» Job
From the records below, extract every line that contains the string "white". The match is case-sensitive.

» Items
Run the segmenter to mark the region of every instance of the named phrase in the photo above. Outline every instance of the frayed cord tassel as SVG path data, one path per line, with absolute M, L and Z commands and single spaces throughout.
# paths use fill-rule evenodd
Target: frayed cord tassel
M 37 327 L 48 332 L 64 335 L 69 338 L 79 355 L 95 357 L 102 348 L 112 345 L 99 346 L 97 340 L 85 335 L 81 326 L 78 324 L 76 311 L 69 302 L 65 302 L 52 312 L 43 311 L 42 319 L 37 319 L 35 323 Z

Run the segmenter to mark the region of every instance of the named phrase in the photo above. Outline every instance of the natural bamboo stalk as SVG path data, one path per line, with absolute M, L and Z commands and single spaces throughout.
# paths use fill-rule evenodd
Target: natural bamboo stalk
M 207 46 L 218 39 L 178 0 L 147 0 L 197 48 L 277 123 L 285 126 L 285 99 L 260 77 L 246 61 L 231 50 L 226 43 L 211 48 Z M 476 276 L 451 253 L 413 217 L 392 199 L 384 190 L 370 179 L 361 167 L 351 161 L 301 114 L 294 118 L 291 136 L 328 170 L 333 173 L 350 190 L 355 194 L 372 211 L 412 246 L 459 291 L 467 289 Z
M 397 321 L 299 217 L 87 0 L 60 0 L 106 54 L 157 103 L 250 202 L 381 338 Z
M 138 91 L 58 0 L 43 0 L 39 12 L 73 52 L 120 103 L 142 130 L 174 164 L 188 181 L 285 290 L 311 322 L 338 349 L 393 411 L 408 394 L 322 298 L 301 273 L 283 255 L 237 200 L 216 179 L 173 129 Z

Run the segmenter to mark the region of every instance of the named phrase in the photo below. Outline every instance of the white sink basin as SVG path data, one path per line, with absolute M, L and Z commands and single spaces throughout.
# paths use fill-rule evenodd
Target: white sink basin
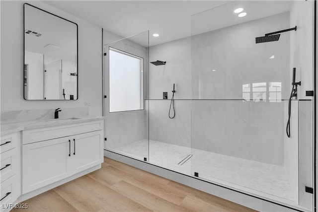
M 68 118 L 66 119 L 49 119 L 48 120 L 45 120 L 46 122 L 62 122 L 63 121 L 70 121 L 70 120 L 75 120 L 76 119 L 80 119 L 80 118 Z

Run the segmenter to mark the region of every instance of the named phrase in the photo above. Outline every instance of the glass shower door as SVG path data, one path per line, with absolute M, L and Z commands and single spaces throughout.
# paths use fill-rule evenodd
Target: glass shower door
M 149 32 L 104 46 L 104 148 L 149 160 Z

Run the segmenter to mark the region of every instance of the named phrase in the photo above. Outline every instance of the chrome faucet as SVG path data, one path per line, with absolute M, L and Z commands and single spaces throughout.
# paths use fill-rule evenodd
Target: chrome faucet
M 62 111 L 62 110 L 60 110 L 61 108 L 58 108 L 55 109 L 55 111 L 54 112 L 54 118 L 58 119 L 59 118 L 59 112 Z

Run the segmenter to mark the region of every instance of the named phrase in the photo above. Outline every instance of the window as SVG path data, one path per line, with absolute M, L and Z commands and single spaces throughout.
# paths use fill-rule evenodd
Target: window
M 253 101 L 255 102 L 266 101 L 266 83 L 256 82 L 252 83 Z
M 250 99 L 250 96 L 249 96 L 250 84 L 244 84 L 242 87 L 243 90 L 243 99 L 245 101 L 249 101 Z
M 269 102 L 282 101 L 282 83 L 281 82 L 269 82 Z
M 144 109 L 144 59 L 109 47 L 109 112 Z
M 267 85 L 268 87 L 267 88 Z M 268 97 L 269 102 L 282 101 L 282 82 L 256 82 L 244 84 L 242 86 L 243 101 L 249 101 L 250 95 L 255 102 L 266 102 Z

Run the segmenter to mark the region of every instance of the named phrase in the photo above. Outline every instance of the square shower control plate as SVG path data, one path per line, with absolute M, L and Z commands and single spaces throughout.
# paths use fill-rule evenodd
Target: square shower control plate
M 168 99 L 168 92 L 164 92 L 163 94 L 162 95 L 162 99 Z

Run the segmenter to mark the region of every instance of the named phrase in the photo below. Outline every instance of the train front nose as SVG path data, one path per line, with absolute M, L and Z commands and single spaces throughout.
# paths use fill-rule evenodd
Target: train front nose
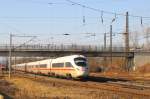
M 78 74 L 80 77 L 87 77 L 89 74 L 88 67 L 81 67 Z

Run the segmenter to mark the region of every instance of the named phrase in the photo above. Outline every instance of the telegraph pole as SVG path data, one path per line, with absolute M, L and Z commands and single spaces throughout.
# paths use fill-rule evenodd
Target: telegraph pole
M 106 33 L 104 33 L 104 52 L 106 52 Z M 106 58 L 106 56 L 104 56 L 104 66 L 106 67 L 106 65 L 107 65 L 107 58 Z
M 125 32 L 125 69 L 129 71 L 129 13 L 126 12 L 126 32 Z
M 110 64 L 112 67 L 112 25 L 110 25 Z
M 12 49 L 12 34 L 10 33 L 10 42 L 9 42 L 9 66 L 8 66 L 8 69 L 9 69 L 9 79 L 10 79 L 10 76 L 11 76 L 11 49 Z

» Answer to this problem
Run the segmenter to mark the region of every instance of the named phrase in the photo below. Outline every instance of the white sink basin as SVG path data, one path per line, with absolute M, L and Z commands and single spaces throughout.
Target: white sink basin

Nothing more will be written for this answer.